#### CHALLENGE:
Repeat each record exactly as written, and drop any images.

(Point labeling dataset excerpts)
════════════════════

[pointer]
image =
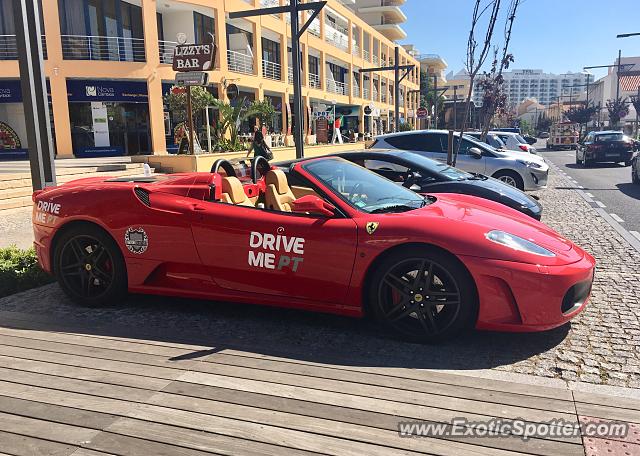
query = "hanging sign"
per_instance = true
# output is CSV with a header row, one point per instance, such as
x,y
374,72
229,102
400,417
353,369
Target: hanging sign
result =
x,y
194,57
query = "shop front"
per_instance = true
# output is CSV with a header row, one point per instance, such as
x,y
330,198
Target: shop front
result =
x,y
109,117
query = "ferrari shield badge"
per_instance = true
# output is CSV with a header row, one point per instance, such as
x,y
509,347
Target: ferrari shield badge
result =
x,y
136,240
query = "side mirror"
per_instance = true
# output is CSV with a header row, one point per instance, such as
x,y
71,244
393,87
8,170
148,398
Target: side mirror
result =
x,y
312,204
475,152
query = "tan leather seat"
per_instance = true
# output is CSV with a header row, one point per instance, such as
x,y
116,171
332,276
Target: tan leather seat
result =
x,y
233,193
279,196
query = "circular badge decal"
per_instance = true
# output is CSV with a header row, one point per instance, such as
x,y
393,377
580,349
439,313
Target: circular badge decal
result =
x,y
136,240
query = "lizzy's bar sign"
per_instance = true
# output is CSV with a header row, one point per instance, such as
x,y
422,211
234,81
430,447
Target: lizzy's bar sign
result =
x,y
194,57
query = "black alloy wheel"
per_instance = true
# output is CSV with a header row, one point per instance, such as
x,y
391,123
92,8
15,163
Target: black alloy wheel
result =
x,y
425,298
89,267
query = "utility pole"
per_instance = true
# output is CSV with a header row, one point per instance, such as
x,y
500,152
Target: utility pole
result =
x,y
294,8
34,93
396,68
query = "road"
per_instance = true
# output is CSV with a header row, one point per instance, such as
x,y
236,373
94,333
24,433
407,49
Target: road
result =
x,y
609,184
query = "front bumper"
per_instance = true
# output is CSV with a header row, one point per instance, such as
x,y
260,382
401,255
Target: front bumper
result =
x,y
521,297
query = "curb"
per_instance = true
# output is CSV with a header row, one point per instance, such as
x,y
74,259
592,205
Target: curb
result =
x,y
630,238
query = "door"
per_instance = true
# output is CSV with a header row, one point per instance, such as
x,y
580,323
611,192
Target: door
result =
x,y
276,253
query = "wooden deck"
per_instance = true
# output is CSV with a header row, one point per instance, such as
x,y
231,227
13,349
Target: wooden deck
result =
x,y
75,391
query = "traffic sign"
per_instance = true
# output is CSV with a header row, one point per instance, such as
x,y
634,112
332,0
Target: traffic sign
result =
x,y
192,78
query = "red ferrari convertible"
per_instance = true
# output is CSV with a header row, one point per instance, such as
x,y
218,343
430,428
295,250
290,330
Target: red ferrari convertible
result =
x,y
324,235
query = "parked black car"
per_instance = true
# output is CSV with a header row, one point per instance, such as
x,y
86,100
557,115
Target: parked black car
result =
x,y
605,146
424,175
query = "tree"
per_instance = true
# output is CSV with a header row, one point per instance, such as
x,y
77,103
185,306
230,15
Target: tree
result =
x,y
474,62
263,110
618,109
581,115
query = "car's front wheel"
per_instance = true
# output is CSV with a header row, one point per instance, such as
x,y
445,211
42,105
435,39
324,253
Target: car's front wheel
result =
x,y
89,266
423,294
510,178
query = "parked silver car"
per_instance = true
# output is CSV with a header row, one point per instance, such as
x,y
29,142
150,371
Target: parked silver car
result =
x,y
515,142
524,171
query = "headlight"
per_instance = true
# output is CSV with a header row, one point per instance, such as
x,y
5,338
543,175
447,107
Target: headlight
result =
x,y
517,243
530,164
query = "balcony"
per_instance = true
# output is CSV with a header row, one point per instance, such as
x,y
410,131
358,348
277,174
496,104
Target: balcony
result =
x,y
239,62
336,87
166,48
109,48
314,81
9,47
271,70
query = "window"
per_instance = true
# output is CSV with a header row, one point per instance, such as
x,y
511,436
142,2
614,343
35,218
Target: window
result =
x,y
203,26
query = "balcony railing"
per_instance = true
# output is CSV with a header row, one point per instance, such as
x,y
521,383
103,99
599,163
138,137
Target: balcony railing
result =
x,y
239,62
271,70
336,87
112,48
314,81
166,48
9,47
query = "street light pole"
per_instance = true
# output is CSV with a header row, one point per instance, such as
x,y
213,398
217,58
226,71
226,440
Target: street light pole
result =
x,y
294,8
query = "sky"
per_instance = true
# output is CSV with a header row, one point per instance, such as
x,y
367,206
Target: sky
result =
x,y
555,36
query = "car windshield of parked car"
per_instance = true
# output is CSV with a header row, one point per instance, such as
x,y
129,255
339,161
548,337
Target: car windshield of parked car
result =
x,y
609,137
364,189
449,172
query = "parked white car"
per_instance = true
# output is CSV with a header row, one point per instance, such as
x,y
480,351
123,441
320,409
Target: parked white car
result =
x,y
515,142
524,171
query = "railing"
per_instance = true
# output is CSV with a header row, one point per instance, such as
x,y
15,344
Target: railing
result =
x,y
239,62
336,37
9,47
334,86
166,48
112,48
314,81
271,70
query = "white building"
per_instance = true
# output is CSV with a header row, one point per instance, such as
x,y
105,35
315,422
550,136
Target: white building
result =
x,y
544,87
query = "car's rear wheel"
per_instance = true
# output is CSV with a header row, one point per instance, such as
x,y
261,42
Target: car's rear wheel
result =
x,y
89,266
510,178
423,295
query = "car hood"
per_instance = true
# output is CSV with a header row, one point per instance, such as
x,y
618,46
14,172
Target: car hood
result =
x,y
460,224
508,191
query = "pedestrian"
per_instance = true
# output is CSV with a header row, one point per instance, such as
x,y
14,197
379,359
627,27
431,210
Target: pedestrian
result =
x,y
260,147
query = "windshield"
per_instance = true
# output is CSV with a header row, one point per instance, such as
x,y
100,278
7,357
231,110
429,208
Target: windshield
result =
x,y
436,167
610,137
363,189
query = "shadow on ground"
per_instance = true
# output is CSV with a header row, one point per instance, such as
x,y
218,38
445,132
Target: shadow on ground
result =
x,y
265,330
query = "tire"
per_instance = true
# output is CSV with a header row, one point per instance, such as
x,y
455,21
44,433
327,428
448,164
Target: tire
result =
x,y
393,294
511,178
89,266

════════════════════

#### OUTPUT BELOW:
[pointer]
image =
query = "hanging sign"
per_instance = true
# output is CSV with a header row, one point per instance, such as
x,y
374,72
229,102
400,417
353,369
Target: hanging sign
result =
x,y
194,57
query = "shop front"
per_instance = true
# output is CSV with a header row, one point per instance, such as
x,y
330,198
Target: shop front
result =
x,y
109,117
query = "ferrari shield badge"
per_instance = true
# output is CSV with a header row, one point per instance, such as
x,y
509,347
Target: ferrari shield badge
result =
x,y
136,240
query = "side mirror"
per_instance = true
# output is CSV with a header row, one point per instance, such as
x,y
71,244
393,87
8,170
148,398
Target: side mirror
result =
x,y
312,204
475,152
query = "tan leather seat"
per_instance = true
# output is CSV with a header row, one point per instance, such as
x,y
116,171
332,276
Target: tan leather seat
result =
x,y
233,193
279,196
query = "circular badge decal"
per_instance = true
# output is CSV with a header row, one point per instance, such as
x,y
393,377
580,349
439,313
Target: circular badge decal
result =
x,y
136,240
query = "lizzy's bar sign"
per_instance = true
# output is CSV with a header row, one point per instance, such as
x,y
422,211
234,81
430,447
Target: lizzy's bar sign
result =
x,y
194,57
query = "black alloy wheel"
per_instance = true
# output is CSV with a header row, one point per instance, such as
x,y
391,123
92,8
15,163
Target: black alloy wheel
result =
x,y
425,298
89,267
query = "utility pole"
per_instance = true
# output is CSV with a header row, one point per instance, such as
x,y
500,152
Target: utility pole
result =
x,y
294,8
34,93
396,68
query = "road"
per_instance = true
# output is CSV with a header row, one point per instance, such as
x,y
236,373
94,333
24,433
407,49
Target: road
result =
x,y
609,184
query = "front bumper"
per_instance = true
# output is CSV with a header row, one point per instance, such as
x,y
260,382
401,255
Target: front bumper
result =
x,y
521,297
query = "curb"
per_instance = true
# output is CSV with a header row, one point per instance, such as
x,y
74,259
592,205
Target: curb
result =
x,y
630,238
query = "door"
per_instance = true
# output is CSV with a header row, one point per instance, such as
x,y
580,323
611,192
Target: door
result =
x,y
276,253
query = "wooden deck"
per_instance = true
# output is CSV with a header row, one point per instance, such as
x,y
231,227
13,349
Target: wooden deck
result =
x,y
75,391
query = "traffic sign"
per_instance = true
# output is CSV with a header row, one point per instance, such as
x,y
634,112
332,0
Target: traffic sign
result =
x,y
192,78
query = "red ferrari convertible"
per_instance = true
# output is CSV with a header row, one point per instance, such as
x,y
218,343
430,428
295,250
290,330
Target: red ferrari convertible
result =
x,y
324,235
query = "parked black car"
per_instance = true
# output is CSV with a header row, one point per instance, such as
x,y
86,100
557,115
Target: parked black car
result =
x,y
605,146
424,175
query = "tree"
per_instance = true
# output is CSV with a header row, one point per instance, such as
x,y
77,103
185,306
230,15
Target: tree
result =
x,y
474,62
263,110
618,109
581,115
query = "car's front wheel"
per_instance = true
# output is CSV with a header row, one point per instance, such as
x,y
445,211
42,105
435,39
324,253
Target: car's front wheel
result =
x,y
89,266
423,294
510,178
query = "parked silver car"
per_instance = true
# output is CSV with a header row, one point per instance, such as
x,y
29,142
150,371
Target: parked silver car
result =
x,y
515,142
524,171
query = "headlight"
per_instance = true
# output is CSV with a header row, one point per instance, such as
x,y
5,338
543,175
447,107
Target: headlight
result =
x,y
517,243
530,164
query = "balcony"
per_instance = true
# output is CSV with a header row, one point per instance, such as
x,y
410,131
358,348
277,174
496,104
Target: balcony
result =
x,y
239,62
336,87
166,48
109,48
314,81
9,47
271,70
query = "window"
per_instance = true
# output is CSV with a header row, one point per instance, such as
x,y
511,436
142,2
614,343
35,218
Target: window
result =
x,y
203,26
query = "balcony railing"
per_instance = true
# output is CSV with a header row, one point per instance, such as
x,y
521,383
103,99
599,163
138,137
Target: balcony railing
result =
x,y
239,62
271,70
336,87
112,48
314,81
166,48
9,47
query = "street light pole"
per_instance = true
# output is CSV with a header row, one point per instance, such as
x,y
213,398
217,58
226,71
226,440
Target: street light pole
result =
x,y
294,8
query = "sky"
per_instance = true
# output is CSV with a header row, one point per instance, such as
x,y
367,206
Target: sky
result =
x,y
555,36
query = "car windshield of parked car"
per_instance = true
# output is CSV with a header row, one point per instance, such as
x,y
129,255
339,161
548,337
Target: car windshield of parked car
result =
x,y
609,137
364,189
449,172
query = "parked white car"
per_instance = true
# output is CSV with a header row, one point per instance, such as
x,y
480,351
123,441
320,409
Target: parked white car
result =
x,y
515,142
524,171
query = "railing"
per_instance = true
# output is CSV with a header row, one point per instance, such as
x,y
15,344
Target: railing
result =
x,y
239,62
336,37
9,47
334,86
166,48
112,48
314,81
271,70
query = "white building"
per_instance = true
# output is CSV with a header row, one point per instance, such as
x,y
105,35
315,422
550,136
Target: white building
result =
x,y
544,87
query = "car's rear wheel"
per_instance = true
# output is CSV with a header row, one point per instance, such as
x,y
261,42
Target: car's rear wheel
result =
x,y
89,266
510,178
423,295
query = "car hood"
per_instance = true
# output is CSV with a header row, one point per instance, such as
x,y
618,46
14,172
Target: car hood
result =
x,y
460,224
508,191
query = "pedestrian"
per_instance = true
# output is CSV with a header row, one point per instance, such as
x,y
14,197
379,359
627,27
431,210
Target: pedestrian
result =
x,y
260,147
query = "windshield"
per_instance = true
# output is CSV with a header row, one point per instance, such as
x,y
100,278
7,357
231,110
429,208
Target: windshield
result =
x,y
436,167
610,137
363,189
query = "shadow on ground"
per_instance = true
# output is CSV with a header row, one point per instance, such as
x,y
218,38
445,132
Target: shadow on ground
result =
x,y
265,330
query = "tire"
per_instance = true
# output is CSV with a header row, one point per instance, such as
x,y
455,21
44,433
327,428
448,164
Target: tire
result =
x,y
393,294
511,178
89,266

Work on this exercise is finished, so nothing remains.